### Short exercise
Render the records below as a two-column CSV with the header columns "prompt" and "points", one row per record. Put each record's text and its answer in a single quoted field, and replace line breaks with spaces.

Excerpts from location labeling data:
——————————

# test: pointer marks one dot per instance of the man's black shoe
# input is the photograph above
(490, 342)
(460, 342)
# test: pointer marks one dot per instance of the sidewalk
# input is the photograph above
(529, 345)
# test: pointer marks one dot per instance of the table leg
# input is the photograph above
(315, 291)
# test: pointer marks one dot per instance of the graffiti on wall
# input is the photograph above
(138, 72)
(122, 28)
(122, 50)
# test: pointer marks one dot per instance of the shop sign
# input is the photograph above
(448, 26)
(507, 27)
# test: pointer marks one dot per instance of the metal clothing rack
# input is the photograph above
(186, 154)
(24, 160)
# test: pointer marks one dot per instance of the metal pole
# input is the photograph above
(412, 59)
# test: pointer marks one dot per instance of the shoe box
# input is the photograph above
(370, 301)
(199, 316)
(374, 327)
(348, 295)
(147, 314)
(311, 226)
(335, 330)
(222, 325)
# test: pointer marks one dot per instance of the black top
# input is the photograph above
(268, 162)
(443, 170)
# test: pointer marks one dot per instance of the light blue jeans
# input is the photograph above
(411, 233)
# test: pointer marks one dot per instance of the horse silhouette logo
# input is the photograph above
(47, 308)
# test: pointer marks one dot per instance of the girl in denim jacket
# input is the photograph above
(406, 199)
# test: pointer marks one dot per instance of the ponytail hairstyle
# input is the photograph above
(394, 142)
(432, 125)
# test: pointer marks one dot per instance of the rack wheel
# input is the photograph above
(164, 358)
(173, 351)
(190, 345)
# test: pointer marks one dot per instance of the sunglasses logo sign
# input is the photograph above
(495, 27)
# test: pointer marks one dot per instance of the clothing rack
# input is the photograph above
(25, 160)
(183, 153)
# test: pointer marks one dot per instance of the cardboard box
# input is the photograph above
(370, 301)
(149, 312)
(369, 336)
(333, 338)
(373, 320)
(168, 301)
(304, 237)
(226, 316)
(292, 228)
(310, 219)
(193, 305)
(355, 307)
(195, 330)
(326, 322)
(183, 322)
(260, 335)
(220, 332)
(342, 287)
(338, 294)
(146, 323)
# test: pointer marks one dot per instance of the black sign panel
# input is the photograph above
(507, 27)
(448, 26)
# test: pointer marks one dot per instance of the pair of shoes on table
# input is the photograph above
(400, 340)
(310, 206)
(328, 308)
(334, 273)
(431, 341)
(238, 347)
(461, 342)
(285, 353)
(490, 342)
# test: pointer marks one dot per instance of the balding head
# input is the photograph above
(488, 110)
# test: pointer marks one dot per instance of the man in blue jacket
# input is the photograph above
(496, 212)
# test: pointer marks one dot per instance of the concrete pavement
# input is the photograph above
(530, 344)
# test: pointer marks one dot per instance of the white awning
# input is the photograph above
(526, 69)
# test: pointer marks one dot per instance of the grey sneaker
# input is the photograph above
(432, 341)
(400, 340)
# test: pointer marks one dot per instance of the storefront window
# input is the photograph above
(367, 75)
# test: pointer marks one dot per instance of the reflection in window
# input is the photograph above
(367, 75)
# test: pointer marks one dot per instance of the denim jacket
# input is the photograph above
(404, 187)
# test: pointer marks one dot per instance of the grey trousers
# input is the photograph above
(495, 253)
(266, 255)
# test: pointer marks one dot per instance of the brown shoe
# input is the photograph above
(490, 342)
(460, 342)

——————————

### Task output
prompt,points
"# test: pointer marks one dot per instance of the man's black shoe # input is the photograph above","(490, 342) (460, 342)"
"# test: pointer marks one dot per instance of the sidewalk # input is the photograph above","(529, 345)"
"# test: pointer marks one dot per instance of the table leg # input is the photograph above","(315, 291)"
"# test: pointer marks one dot per instance of the graffiti on wall # input is the photograph above","(138, 72) (122, 28) (122, 50)"
"# test: pointer marks one dot per instance of the shop sign # input is the photograph above","(448, 26) (507, 27)"
"# test: pointer marks one dot per instance of the metal clothing rack # input is the photograph above","(186, 154) (24, 160)"
"# test: pointer marks one dot per instance of the metal pole # input is the photograph above","(412, 59)"
"# test: pointer marks one dot per instance of the shoe box # input is the photograph above","(370, 301) (199, 316) (374, 327) (348, 295) (147, 314) (311, 226) (335, 330) (222, 325)"
"# test: pointer marks one dot per instance of the black top # input is the photograph above","(268, 162) (443, 170)"
"# test: pointer marks one dot per instance of the light blue jeans # input is the photograph above","(411, 233)"
"# test: pointer marks one dot per instance of the horse silhouette logo # input is the photograph above","(47, 308)"
"# test: pointer marks one dot per instance of the girl in denim jacket # input is the photograph above","(406, 199)"
"# test: pointer marks one dot per instance of the ponytail hairstyle # input is the photograph above","(394, 142) (432, 125)"
"# test: pointer marks one dot per instance of the rack wheel # input is the photograph above","(164, 358) (173, 351) (190, 345)"
"# test: pointer marks one dot per instance of the sunglasses logo sign # input is the photograph above","(495, 27)"
"# test: pointer marks one dot per instance of the clothing rack # input is the photograph above","(25, 160) (183, 153)"
"# test: pointer marks one dot per instance of the cardboard box # input is the photograph above","(370, 301) (149, 312) (369, 336) (333, 338) (373, 320) (168, 301) (304, 237) (226, 316) (292, 228) (310, 219) (193, 305) (355, 307) (195, 330) (326, 322) (183, 322) (260, 335) (220, 332) (342, 287) (338, 294) (146, 323)"
"# test: pointer marks one dot per instance of the black sign panel # input is the photograph above","(507, 27) (448, 26)"
"# test: pointer marks one dot per instance of the pair of shoes on table # input is the photograph above","(400, 340) (310, 206) (328, 308) (334, 273) (431, 341) (238, 347) (461, 342) (285, 353) (490, 342)"
"# test: pointer marks one dot per instance of the balding head # input is the photograph above","(488, 110)"
"# test: pointer marks one dot per instance of the man in blue jacket # input is the photograph above","(496, 212)"
"# test: pointer marks one dot per instance of the concrete pavement # input is the photograph above","(530, 344)"
"# test: pointer marks one dot per instance of the white awning # input is the photograph above","(526, 69)"
"# test: pointer marks one dot per instance of the grey sneaker # input is the photograph above","(432, 341) (400, 340)"
"# test: pointer marks one dot per instance of the storefront window # input is the photograph above","(367, 75)"
"# test: pointer marks one dot per instance of the reflection in window # input is the photograph above","(367, 75)"
"# test: pointer marks one dot per instance of the denim jacket # input is the photograph above","(404, 187)"
"# test: pointer marks one dot per instance of the grey trousers # input is the photograph above","(495, 253) (266, 255)"
"# test: pointer marks one dot per instance of the brown shoe # input is the photograph above","(490, 342) (460, 342)"